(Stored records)

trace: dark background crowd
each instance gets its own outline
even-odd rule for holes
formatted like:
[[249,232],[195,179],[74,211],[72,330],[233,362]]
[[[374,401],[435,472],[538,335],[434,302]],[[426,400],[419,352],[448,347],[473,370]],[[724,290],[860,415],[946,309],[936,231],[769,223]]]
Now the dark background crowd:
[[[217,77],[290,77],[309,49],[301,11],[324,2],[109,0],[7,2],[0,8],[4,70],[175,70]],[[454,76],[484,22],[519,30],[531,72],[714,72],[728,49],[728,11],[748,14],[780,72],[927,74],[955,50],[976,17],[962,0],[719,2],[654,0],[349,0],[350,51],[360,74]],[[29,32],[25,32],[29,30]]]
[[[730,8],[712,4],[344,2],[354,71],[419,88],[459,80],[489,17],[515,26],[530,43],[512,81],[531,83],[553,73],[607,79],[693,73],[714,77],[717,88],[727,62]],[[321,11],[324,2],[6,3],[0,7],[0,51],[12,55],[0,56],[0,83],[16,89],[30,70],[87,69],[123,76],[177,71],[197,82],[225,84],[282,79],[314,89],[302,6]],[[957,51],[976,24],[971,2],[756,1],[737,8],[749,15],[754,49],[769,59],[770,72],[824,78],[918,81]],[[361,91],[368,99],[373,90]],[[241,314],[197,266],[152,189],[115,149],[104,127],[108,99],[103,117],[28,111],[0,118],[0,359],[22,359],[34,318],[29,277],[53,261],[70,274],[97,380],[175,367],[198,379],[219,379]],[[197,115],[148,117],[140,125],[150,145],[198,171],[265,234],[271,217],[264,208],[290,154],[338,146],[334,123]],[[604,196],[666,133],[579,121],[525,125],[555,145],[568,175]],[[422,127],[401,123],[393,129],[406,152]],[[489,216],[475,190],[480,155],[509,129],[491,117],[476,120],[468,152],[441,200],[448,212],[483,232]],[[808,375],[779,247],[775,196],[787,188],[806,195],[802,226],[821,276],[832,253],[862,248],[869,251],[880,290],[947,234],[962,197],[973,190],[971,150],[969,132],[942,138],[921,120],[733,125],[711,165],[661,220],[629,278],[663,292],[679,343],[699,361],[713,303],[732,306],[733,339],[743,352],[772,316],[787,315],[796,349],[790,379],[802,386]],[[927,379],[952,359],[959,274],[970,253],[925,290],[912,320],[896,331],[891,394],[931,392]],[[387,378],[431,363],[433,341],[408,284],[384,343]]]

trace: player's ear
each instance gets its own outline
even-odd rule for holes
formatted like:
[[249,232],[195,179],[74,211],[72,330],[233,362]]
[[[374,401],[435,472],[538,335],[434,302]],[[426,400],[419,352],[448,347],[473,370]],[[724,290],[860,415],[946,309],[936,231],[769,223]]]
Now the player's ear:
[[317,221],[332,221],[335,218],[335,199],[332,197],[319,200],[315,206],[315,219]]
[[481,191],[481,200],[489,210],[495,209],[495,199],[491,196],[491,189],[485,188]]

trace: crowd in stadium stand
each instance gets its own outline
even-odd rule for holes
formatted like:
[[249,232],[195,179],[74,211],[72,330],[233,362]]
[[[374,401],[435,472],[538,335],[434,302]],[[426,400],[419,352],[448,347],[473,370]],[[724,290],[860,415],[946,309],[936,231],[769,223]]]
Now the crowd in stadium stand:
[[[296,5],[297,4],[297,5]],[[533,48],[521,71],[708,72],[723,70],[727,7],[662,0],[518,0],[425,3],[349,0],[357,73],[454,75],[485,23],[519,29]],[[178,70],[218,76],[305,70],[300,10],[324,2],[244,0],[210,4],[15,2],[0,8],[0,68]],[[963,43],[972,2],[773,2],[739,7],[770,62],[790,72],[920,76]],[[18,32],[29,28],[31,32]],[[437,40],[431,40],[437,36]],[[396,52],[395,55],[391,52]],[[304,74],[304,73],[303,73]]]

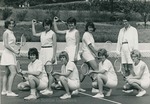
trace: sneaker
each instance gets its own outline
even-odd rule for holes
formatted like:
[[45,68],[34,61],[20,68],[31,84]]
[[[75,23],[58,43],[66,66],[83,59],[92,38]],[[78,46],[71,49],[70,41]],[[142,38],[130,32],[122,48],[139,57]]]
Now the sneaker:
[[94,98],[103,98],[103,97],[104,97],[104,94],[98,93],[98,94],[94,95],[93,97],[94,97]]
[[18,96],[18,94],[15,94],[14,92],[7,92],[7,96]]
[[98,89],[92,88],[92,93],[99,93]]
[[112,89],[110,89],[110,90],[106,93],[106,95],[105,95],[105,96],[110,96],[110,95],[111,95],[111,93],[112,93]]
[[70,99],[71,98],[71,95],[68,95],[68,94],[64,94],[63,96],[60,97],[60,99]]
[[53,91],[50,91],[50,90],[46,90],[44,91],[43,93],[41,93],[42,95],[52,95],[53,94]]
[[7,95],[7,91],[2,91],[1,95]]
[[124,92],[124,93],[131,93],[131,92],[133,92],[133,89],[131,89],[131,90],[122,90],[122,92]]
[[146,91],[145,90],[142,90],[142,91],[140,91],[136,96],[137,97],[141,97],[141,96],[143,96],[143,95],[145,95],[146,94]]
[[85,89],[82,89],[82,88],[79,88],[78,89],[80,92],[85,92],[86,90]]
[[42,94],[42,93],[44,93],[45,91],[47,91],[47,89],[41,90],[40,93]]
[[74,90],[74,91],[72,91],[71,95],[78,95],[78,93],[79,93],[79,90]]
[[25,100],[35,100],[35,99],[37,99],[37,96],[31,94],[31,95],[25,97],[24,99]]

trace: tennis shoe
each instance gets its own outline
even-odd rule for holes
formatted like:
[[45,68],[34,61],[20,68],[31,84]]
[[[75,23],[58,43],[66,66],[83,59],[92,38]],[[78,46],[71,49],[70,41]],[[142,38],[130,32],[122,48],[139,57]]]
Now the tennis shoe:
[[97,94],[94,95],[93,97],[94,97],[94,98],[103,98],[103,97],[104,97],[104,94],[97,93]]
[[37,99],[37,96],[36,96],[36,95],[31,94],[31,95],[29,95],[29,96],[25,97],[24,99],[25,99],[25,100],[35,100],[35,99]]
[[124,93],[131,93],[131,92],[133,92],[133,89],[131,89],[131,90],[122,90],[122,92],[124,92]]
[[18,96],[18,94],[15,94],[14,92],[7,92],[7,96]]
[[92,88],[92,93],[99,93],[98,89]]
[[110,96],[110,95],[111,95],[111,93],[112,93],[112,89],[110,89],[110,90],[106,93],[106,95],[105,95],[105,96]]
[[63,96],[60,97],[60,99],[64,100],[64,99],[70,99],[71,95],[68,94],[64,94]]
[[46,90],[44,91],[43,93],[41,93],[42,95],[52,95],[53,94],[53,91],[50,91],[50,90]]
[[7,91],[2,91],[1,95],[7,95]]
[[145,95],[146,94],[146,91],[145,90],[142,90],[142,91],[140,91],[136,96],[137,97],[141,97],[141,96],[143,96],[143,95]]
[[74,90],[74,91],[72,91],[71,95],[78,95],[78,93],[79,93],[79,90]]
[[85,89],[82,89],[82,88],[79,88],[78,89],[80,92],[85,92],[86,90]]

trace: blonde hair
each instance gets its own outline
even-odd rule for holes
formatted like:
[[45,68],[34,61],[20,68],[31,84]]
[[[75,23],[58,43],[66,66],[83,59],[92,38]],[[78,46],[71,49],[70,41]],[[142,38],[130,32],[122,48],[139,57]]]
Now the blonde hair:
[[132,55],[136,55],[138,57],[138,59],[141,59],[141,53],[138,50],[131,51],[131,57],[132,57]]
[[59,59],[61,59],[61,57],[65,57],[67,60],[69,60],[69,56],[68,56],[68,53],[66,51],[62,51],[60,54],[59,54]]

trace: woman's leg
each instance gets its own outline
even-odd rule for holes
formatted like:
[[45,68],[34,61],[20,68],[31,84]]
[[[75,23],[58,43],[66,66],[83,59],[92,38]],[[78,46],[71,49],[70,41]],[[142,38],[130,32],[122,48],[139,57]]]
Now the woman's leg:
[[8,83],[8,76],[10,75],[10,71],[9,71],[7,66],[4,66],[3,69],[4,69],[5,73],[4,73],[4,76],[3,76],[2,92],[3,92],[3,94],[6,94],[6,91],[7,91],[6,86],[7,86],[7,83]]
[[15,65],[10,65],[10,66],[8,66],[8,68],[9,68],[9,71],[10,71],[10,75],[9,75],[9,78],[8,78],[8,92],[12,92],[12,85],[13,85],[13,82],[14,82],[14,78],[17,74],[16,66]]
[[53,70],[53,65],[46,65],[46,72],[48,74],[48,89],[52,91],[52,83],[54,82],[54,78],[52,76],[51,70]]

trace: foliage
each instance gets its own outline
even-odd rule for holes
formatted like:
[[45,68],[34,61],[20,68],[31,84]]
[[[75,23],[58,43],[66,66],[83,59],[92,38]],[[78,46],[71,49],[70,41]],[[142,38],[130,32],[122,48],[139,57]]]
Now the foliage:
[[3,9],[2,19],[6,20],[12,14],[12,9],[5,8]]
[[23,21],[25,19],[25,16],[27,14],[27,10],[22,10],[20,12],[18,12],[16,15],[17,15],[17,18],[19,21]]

What the exercise asks >> Copy out every line in the entries above that holds "trace".

Solution to the problem >>
trace: dark background crowd
trace: player's ear
trace: crowd in stadium stand
trace: sneaker
trace: tennis shoe
trace: blonde hair
trace: woman's leg
trace: foliage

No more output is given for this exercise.